## WHAT IS ASKED
Return every line of the material below that contains the word "jacket", treating uppercase and lowercase as different.

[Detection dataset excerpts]
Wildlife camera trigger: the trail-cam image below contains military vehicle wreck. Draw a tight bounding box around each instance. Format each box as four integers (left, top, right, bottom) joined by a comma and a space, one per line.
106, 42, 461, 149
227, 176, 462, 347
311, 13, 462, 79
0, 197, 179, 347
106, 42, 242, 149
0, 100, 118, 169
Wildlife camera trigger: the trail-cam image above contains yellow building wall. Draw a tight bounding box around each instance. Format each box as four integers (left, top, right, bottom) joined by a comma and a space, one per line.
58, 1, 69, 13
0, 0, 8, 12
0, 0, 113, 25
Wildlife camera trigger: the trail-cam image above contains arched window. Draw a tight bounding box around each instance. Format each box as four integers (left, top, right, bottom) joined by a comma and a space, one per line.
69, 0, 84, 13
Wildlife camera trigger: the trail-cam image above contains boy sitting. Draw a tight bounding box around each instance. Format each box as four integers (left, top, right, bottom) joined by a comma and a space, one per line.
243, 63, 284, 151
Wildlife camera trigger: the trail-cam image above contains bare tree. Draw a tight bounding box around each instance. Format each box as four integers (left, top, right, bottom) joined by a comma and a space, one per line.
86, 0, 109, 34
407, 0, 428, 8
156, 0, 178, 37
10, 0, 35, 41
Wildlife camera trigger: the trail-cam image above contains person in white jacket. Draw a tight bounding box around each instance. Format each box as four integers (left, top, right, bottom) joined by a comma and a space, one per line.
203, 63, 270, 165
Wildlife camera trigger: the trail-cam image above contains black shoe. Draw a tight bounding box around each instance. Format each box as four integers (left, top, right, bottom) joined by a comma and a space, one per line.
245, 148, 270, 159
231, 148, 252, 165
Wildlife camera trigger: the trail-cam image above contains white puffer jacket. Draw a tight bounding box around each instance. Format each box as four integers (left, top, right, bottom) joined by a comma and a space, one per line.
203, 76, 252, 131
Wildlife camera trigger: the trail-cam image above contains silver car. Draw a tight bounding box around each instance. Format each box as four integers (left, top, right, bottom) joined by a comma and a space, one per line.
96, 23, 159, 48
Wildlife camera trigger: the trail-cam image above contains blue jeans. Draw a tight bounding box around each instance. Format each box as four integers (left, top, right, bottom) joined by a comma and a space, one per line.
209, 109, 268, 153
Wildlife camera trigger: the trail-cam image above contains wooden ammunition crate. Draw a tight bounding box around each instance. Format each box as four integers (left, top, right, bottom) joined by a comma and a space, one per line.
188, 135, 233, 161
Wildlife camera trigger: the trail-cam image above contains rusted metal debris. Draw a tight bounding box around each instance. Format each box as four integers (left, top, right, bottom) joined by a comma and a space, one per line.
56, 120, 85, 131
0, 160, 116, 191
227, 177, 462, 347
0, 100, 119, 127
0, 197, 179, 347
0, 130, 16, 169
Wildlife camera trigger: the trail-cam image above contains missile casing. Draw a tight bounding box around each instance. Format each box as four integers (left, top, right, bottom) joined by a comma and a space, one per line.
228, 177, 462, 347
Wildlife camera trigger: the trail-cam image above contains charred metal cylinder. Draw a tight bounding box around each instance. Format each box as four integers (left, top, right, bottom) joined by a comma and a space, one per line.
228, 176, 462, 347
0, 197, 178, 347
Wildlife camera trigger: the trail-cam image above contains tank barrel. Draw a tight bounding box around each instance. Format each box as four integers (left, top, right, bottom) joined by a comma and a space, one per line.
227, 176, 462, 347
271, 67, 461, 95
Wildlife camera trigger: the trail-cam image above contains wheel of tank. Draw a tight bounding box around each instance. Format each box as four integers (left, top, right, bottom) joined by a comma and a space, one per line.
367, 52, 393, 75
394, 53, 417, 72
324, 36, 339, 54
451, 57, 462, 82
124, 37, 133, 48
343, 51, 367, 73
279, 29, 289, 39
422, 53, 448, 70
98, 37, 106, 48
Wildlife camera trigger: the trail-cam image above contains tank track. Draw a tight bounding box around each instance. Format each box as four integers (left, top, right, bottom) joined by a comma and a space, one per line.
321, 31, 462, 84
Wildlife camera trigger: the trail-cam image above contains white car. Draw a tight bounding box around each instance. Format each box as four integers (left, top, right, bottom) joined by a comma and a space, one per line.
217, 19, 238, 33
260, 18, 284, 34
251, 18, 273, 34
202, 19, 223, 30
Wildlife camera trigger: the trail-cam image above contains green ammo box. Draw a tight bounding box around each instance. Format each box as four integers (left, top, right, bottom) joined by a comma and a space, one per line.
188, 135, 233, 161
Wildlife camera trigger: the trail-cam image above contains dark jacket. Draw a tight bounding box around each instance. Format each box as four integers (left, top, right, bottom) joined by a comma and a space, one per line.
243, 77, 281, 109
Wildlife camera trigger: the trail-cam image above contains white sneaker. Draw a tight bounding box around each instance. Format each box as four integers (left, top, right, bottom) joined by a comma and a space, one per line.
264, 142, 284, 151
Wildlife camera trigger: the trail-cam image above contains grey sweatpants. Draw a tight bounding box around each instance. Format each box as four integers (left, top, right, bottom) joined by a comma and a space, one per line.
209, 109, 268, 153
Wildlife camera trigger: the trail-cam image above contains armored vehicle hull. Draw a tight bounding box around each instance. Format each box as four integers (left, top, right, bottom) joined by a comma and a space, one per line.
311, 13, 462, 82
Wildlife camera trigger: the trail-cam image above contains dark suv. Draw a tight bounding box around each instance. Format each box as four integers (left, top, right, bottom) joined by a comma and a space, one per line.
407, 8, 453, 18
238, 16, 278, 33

## RESPONSE
Wildlife camera trigger: the trail-cam image above contains person in white jacket. Draw a tight bounding box around each instance. Format each box as four integers (left, top, right, bottom) joined by a comma and a space, one per line.
Wildlife camera trigger: the trail-cam image above contains white puffer jacket. Draw a tight bounding box around each instance. Format each box as four integers (left, top, right, bottom) joined by a comma and a space, one per line.
Wildlife camera trigger: the trail-cam image above contains dark jacket. Draw a tight bounding box around each instance. Format each box as four integers (left, top, right, bottom) joined by a comma and a space, one per line.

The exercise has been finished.